----- Source extract

Gallagher supports her opinions by explaining how light, temperature, altitude and even geophysical energies affect us biologically. However, her most winning argument is embodied in her discussion of the womb as place. When one considers a developing baby’s physical dependency on its environment – a connection made so apparent by the coiling umbilical cord – it’s not too far of a stretch to accept our dependency on the places we inhabit. The light, the air, the temperature, the space – “our relationship with the larger world is built from countless sensory interactions between us and our settings.”9

I am fascinated by these ideas of how we subconsciously respond to the spaces and objects around us. That our response is primarily physical (biological) is even more intriguing and suggests a degree of dependency that most of us are unaware of. In her book, As Eve Said to the Serpent, Rebecca Solnit observes:
In making landscape art, contemporary artists recognized landscape not as scenery but as the spaces and systems we inhabit, a system our own lives depend on.10

Notes

1. Lucy R. Lippard, The Lure of the Local: sense of place in a multicentered society (New York: The New Press, 1997), p. 33.

----------

Required action 1
Return the part of the essay excerpt on place and the body that begins at the words "I am fascinated" and stops after the words "1997), p. 33.", copied word for word.
Required action 2
Write the next part of the essay excerpt on place and the body, picking up right after its last line.
The records come from a separate source.

----- Recorded data

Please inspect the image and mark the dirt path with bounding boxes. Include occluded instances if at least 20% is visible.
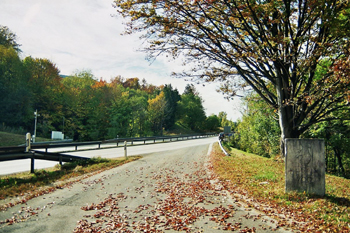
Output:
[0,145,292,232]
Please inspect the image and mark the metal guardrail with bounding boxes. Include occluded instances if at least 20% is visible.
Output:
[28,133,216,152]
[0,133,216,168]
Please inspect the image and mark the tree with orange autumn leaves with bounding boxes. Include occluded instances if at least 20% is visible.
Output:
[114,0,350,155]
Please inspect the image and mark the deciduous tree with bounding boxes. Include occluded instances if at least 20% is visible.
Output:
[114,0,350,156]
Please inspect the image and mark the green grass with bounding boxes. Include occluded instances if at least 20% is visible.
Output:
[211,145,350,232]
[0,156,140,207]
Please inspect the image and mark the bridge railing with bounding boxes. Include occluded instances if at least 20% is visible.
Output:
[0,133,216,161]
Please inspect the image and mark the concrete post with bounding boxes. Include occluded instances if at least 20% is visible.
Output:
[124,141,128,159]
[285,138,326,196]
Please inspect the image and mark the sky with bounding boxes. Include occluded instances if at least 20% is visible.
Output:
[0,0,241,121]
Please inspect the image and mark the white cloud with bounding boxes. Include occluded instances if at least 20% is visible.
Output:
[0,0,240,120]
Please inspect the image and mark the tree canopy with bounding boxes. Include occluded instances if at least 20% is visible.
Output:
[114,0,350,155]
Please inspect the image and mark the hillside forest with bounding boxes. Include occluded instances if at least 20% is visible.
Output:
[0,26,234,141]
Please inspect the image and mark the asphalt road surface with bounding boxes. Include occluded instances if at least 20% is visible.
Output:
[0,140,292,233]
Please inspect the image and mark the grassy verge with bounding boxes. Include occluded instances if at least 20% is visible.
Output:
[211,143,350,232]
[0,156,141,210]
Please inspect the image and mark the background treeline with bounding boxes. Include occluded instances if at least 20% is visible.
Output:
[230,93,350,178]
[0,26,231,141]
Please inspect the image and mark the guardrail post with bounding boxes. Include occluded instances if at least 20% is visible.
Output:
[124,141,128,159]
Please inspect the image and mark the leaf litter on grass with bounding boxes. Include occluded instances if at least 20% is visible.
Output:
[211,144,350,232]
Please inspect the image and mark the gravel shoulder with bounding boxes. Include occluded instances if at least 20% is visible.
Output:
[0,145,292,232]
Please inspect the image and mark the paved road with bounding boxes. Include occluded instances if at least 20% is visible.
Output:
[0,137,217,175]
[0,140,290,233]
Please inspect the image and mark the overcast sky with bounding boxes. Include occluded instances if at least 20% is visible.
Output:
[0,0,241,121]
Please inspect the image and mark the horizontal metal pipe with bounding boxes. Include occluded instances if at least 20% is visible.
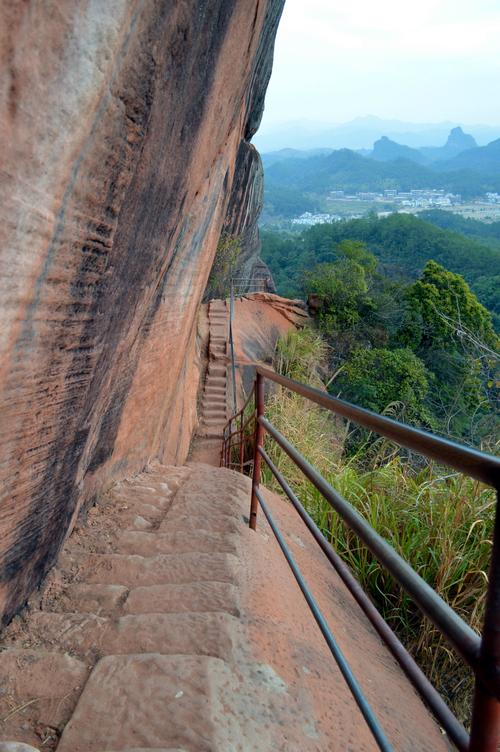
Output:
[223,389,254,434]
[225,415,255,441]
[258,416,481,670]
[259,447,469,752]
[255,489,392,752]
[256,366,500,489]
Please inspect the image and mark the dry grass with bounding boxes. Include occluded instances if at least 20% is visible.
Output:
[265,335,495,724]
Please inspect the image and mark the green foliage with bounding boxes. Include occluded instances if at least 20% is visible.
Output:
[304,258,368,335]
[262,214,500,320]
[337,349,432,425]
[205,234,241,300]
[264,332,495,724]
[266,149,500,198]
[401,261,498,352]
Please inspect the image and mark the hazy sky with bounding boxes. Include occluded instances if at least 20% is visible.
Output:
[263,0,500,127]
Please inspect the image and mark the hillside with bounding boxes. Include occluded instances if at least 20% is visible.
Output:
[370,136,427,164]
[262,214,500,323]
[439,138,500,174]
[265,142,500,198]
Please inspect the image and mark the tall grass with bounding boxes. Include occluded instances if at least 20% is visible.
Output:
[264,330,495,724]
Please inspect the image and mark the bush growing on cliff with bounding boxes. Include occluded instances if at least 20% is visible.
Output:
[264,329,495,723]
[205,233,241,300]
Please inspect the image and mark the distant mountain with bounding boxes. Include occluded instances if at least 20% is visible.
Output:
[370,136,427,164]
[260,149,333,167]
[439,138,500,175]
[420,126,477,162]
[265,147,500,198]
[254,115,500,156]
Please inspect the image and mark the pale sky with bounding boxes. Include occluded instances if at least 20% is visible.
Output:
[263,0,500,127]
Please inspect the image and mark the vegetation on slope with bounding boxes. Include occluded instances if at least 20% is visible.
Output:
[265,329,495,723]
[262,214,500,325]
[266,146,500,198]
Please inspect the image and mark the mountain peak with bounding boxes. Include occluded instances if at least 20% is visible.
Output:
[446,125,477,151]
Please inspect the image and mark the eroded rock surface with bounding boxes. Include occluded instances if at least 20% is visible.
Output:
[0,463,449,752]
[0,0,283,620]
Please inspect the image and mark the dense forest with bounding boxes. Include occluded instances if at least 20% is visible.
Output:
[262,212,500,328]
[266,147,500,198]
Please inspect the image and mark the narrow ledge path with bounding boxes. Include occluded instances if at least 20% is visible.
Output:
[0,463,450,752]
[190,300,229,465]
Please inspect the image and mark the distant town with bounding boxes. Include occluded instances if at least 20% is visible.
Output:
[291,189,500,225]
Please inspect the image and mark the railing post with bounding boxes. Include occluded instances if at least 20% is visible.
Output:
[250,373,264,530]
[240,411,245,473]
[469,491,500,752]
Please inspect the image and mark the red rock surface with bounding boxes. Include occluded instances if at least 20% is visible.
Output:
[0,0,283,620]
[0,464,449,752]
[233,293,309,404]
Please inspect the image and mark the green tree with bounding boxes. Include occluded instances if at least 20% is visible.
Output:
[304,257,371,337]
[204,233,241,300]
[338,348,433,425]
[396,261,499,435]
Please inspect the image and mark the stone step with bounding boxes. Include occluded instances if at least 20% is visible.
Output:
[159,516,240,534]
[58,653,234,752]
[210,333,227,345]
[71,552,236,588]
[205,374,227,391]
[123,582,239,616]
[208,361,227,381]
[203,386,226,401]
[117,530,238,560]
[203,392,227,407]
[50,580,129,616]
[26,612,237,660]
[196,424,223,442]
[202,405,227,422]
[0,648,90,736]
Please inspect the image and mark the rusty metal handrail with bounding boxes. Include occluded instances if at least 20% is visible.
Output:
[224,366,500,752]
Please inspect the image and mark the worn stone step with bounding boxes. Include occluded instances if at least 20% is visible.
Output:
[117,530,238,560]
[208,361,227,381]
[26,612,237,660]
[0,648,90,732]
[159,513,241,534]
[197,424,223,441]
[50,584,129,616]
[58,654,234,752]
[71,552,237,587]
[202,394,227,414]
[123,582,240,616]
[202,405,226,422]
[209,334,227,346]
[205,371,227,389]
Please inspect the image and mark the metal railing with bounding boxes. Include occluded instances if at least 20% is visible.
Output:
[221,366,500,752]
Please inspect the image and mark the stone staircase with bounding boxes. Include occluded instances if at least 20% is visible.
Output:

----------

Response 1
I am fascinated by these ideas of how we subconsciously respond to the spaces and objects around us. That our response is primarily physical (biological) is even more intriguing and suggests a degree of dependency that most of us are unaware of. In her book, As Eve Said to the Serpent, Rebecca Solnit observes:
In making landscape art, contemporary artists recognized landscape not as scenery but as the spaces and systems we inhabit, a system our own lives depend on.10

Notes

1. Lucy R. Lippard, The Lure of the Local: sense of place in a multicentered society (New York: The New Press, 1997), p. 33.

Response 2
2. Lippard, p. 4.

3. Gaston Bachelard, The Poetics of Space: the classic look at how we experience intimate places (Boston: Beacon Press, 1994), pp. 14-15.

4. Diane Ackerman, A Natural History of the Senses (New York: Vintage Books, 1995), p. xv.

5. Tony Hiss, The Experience of Place (New York: Knopf, 1990), pp. xii-xiii.

6. Winifred Gallagher, The Power of Place: How Our Surroundings Shape Our Thoughts, Emotions, and Actions (New York: Poseidon Press, 1993), p. 24.

7. Gallagher, p. 23.

8. Gallagher, pp. 15-16.

9. Gallagher, p. 127.

10. Rebecca Solnit, As Eve Said to the Serpent: On Landscape, Gender and Art (Athens: University of Georgia Press, 2001), p. 47.